- **Questions on the material**:
- a) Check these statements against the Toyota lawsuit article and mark each yes or no, quoting the deciding words from it: (i) the jury awarded the couple $10,000 in damages; (ii) the couple's attorney is based in Janesville; (iii) a new transmission would have cost about $5,000.
- b) Please write out the passage of the Toyota lawsuit article starting with "Todd and Sally" and going on through "later this year.".
- c) Pick up the Toyota lawsuit article after its last sentence and carry it forward.

Todd and Sally Herrington really like their 2006 Toyota Sienna — even after they sued the giant automaker over a problem with the van’s acceleration.
A Rock County jury recently sided with the Janesville couple and awarded them $10,000 in damages after a four-day trial. Since they had offered to settle for just $5,000, they’ll get an extra $7,000 under the law, money they plan to use to try replacing the van’s transmission.
But because Toyota took such a seemingly small case all the way to trial, complete with experts, the company’s also on the hook for nearly $200,000 of the Herrington’s legal fees. That issue will be decided later this year.
The couple’s attorney, Vince Megna of Milwaukee, called it one of the stranger cases he’s handled in his more than two decades representing car owners. He found it mind-boggling that a giant like Toyota would go to a jury over a case the couple would have settled for $5,000.
“They’d have been happy with a new transmission,” he said, which would have cost about $3,500.
A spokeswoman for Toyota in Torrance, CA issued the following statement:
“Toyota went to trial in the Herrington matter because we stand behind the quality and reliability of our vehicles. Specifically, in this case, both we and the dealership fully evaluated the Harringtons’ claims, including multiple test drives and extensive diagnostic analysis over a two and a half year period, and concluded that the vehicle was operating normally. Because the matter is still pending, we cannot comment further at this time.”

- **Entries shown**:
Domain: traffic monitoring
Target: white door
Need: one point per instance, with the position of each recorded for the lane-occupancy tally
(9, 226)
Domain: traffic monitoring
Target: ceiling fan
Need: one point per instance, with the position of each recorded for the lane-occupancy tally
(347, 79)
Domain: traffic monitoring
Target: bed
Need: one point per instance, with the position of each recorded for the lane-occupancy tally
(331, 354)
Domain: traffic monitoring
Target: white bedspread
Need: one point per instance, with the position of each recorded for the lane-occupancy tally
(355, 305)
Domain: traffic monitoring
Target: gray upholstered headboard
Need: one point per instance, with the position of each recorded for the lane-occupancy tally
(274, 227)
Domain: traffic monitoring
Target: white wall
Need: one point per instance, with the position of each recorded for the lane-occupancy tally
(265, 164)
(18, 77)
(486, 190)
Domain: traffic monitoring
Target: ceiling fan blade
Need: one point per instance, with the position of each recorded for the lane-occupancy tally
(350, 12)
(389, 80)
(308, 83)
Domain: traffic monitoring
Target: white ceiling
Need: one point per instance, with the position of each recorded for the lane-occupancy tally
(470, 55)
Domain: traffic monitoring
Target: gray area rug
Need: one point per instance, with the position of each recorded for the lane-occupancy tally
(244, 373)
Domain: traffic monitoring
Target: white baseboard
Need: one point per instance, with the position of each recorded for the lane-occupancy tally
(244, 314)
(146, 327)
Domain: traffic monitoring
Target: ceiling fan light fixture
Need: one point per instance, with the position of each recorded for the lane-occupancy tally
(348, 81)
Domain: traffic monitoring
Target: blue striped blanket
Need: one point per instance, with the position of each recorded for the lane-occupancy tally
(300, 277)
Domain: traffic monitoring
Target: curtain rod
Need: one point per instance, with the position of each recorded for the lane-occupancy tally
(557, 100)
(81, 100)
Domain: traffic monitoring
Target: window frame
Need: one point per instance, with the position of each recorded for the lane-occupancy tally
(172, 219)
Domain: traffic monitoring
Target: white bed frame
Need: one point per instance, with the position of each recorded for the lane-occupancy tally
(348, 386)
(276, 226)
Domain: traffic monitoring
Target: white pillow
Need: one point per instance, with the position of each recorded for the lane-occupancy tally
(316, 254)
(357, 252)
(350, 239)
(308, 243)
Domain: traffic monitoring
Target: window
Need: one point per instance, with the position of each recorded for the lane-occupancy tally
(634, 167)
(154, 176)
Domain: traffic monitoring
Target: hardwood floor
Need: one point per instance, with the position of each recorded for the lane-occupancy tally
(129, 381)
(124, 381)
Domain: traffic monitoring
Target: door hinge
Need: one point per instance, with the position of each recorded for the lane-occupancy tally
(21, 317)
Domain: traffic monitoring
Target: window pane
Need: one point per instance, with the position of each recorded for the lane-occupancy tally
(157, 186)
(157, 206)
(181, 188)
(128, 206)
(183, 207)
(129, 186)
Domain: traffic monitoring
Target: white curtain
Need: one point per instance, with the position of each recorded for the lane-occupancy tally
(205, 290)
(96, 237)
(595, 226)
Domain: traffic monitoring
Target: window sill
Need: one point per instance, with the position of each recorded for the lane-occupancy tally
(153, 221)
---
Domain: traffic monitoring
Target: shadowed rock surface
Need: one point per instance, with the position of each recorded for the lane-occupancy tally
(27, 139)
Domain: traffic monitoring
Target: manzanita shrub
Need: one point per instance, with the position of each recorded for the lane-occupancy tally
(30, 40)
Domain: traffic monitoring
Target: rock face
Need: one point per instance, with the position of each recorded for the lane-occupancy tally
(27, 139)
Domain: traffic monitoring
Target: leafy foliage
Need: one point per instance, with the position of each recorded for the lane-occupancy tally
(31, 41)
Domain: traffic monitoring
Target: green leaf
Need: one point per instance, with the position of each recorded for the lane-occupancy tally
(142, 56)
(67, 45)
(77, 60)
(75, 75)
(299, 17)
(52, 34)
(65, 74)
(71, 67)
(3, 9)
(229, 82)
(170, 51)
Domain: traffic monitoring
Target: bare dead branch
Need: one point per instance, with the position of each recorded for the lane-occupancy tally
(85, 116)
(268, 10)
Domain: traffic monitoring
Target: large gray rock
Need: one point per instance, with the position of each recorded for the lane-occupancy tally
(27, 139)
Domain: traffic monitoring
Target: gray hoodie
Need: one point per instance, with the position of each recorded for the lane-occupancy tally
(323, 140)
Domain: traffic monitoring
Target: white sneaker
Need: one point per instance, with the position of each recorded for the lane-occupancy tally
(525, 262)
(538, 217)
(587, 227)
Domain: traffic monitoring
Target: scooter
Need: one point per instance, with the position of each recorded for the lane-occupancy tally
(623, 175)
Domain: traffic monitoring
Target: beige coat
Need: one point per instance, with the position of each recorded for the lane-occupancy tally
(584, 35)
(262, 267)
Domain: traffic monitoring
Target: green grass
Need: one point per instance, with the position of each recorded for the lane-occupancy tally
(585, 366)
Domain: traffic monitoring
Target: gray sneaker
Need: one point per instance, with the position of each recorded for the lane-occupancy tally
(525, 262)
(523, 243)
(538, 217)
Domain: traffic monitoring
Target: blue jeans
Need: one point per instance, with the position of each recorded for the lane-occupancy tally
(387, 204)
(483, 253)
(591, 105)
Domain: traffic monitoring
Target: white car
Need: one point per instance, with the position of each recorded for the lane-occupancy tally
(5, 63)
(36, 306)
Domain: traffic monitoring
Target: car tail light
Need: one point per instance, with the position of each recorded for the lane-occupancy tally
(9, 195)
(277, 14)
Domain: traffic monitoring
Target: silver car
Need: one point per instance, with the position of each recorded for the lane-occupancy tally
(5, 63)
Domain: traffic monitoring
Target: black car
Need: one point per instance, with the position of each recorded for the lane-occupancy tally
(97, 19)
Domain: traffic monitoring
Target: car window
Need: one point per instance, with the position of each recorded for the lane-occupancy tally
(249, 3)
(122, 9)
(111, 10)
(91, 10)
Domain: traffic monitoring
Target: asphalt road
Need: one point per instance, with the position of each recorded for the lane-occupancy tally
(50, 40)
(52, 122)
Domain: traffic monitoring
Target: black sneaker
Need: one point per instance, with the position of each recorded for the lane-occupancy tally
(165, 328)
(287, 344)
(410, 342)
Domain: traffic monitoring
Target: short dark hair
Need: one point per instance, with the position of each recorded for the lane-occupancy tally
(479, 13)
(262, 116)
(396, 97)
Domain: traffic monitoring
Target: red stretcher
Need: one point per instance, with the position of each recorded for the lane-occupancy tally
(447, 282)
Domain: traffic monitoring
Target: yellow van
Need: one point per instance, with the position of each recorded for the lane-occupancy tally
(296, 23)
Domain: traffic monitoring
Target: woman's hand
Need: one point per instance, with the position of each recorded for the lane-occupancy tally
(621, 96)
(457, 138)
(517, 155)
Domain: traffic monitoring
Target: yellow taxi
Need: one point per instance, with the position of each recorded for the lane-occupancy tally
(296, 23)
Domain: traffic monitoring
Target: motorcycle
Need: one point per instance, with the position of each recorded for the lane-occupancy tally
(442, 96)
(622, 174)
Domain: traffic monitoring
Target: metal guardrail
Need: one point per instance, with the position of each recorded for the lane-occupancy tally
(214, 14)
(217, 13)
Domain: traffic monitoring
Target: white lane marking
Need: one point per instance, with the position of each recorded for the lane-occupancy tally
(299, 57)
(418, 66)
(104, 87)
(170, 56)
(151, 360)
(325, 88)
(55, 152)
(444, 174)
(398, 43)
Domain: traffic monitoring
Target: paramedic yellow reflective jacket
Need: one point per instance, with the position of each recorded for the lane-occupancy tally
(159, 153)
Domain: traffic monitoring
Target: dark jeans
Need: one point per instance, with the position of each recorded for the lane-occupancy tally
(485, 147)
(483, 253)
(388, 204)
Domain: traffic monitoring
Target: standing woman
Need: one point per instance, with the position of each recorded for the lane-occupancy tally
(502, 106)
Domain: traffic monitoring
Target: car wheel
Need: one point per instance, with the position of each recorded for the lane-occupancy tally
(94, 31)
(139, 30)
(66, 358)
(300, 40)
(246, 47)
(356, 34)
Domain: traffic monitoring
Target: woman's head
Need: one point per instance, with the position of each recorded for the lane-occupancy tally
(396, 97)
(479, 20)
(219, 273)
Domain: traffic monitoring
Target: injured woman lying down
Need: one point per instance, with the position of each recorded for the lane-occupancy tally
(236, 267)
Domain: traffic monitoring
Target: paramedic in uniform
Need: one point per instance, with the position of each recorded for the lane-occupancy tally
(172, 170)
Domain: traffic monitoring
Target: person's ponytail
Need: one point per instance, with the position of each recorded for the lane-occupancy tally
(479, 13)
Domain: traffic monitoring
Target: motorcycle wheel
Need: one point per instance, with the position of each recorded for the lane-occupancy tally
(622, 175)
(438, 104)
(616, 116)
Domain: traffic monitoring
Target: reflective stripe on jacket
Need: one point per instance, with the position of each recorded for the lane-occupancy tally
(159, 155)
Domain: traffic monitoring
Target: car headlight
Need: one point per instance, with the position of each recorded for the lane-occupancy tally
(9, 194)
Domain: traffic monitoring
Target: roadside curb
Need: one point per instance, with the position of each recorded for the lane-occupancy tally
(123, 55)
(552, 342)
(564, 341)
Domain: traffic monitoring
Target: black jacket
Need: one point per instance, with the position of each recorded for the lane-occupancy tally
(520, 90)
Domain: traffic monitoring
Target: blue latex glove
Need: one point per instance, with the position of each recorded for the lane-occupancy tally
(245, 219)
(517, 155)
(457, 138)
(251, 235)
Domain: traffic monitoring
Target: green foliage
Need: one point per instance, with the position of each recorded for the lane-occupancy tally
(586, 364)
--
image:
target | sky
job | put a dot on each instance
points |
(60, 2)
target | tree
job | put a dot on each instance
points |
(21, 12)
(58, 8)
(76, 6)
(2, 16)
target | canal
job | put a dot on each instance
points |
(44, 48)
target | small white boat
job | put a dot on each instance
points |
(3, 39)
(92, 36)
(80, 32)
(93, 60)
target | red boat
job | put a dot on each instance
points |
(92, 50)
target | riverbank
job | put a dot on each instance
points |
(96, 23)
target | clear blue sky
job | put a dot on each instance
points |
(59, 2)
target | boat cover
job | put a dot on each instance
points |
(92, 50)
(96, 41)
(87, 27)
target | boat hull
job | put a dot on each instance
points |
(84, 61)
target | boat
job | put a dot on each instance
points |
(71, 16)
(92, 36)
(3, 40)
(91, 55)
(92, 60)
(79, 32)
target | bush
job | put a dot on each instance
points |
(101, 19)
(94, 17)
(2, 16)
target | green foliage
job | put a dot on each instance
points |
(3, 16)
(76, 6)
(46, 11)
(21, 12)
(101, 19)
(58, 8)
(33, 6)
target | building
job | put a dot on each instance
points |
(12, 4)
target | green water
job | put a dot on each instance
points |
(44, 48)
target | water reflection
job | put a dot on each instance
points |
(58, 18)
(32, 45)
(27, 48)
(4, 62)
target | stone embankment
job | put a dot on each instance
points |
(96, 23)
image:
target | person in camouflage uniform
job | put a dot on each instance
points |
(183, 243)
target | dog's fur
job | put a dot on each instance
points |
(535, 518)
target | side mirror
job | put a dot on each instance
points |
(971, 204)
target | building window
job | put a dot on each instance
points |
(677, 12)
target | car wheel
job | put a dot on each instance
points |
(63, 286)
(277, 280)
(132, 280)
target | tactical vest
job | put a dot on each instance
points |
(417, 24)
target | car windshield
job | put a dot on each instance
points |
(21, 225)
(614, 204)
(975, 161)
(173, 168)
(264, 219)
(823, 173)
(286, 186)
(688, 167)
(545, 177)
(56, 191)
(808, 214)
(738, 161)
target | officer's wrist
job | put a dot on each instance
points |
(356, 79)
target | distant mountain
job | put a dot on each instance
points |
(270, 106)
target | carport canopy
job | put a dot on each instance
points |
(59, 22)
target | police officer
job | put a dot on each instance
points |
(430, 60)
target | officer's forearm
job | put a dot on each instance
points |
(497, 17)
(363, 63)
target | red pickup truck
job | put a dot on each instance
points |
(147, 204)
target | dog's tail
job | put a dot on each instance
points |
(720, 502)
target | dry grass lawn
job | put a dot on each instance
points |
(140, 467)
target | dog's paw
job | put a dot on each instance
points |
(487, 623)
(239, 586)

- **Numbered answers**:
- a)
(i) Yes: "awarded them $10,000 in damages after a four-day trial"
(ii) No: "Vince Megna of Milwaukee"
(iii) No: "which would have cost about $3,500"

- b)
Todd and Sally Herrington really like their 2006 Toyota Sienna — even after they sued the giant automaker over a problem with the van’s acceleration.
A Rock County jury recently sided with the Janesville couple and awarded them $10,000 in damages after a four-day trial. Since they had offered to settle for just $5,000, they’ll get an extra $7,000 under the law, money they plan to use to try replacing the van’s transmission.
But because Toyota took such a seemingly small case all the way to trial, complete with experts, the company’s also on the hook for nearly $200,000 of the Herrington’s legal fees. That issue will be decided later this year.

- c)
According to Megna the van randomly hesitates during accelation from a stop or very slow speeds, making it dangerous to drive in traffic and through uncontrolled intersections. Megna said it is not the kind of sudden acceleration problem that dogged Toyota in much greater numbers the last couple years.
He said Toyota maintained there was no problem, but a jury found that the van was defective and that Toyota failed to repair it under warranty. They determined the difference in value between the van as warranted and with the defect was $10,000.
Though Megna is best known for cases brought under the state’s Lemon Law, which allows for a refund for defective cars, he said the Herrington’s was brought under the federal Magnuson-Moss Warranty Act, because they had not sought dealer repairs of the defect within a year of buying it new in 2006. The federal law does not provide for a refund.